▸ Отрывок документа
Сергей Шахнов

 

Соль земли Русской

 

Феномен русской интеллигенции

 

                           Предисловие

                                                          Я у зеркала стояла, может, час, а, может, два,

                                                                       Так что шея загудела, заболела голова.

                                                                       Вижу четко, вижу ясно - ну, какой же тут секрет!

                                                                       Ведь такого не бывает: ж…па - есть, а слова - нет

 

Детская песенка

 

Вот уже более века в России не утихают споры о том, когда и как возникла русская интеллигенция и главное, что же подразумевается под этим понятием и кого следует относить к этой категории народонаселения. Не менее жестокие споры вызывает и обсуждение роли интеллигенции в бурных событиях второй половины XIX и всего XX веков.

Первыми новое явление почувствовали великие русские писатели Иван Тургенев («Отцы и дети», 1862 г.) и Федор Достоевский («Идиот», 1868, «Бесы», 1872 г.). Но сам термин тогда еще не был использован. На приоритет в его употреблении претендовал писатель Петр Боборыкин. Благодаря его плодовитости и художественному таланту в 60-х – 70-х годах XIX века этот термин постепенно совершил дрейф от древнеримского понимания в смысле духовной силы к современному представлению о совокупности носителей этой самой силы. В дальнейшем, большой вклад в раскрытие образа интеллигента внес Антон Чехов. В советское время среди писателей наиболее ярким певцом русской интеллигенции был Даниил Гранин.

▸ Строки набора данных
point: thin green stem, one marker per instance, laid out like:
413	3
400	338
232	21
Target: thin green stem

▸ Задания
- a) Кто, согласно отрывку документа, претендовал на приоритет в употреблении термина «интеллигенция»?
- b) Определите, соответствуют ли отрывку документа следующие утверждения, и подтвердите каждый ответ точной цитатой из текста.
(i) Споры о русской интеллигенции ведутся в России более века.
(ii) Тургенев и Достоевский уже использовали сам термин «интеллигенция».
(iii) В советское время наиболее ярким певцом русской интеллигенции среди писателей был Антон Чехов.

▸ Ответы по заданиям
- a) Писатель Петр Боборыкин.

- b)
(i) Да: «Вот уже более века в России не утихают споры».
(ii) Нет: «Но сам термин тогда еще не был использован».
(iii) Нет: «В советское время среди писателей наиболее ярким певцом русской интеллигенции был Даниил Гранин».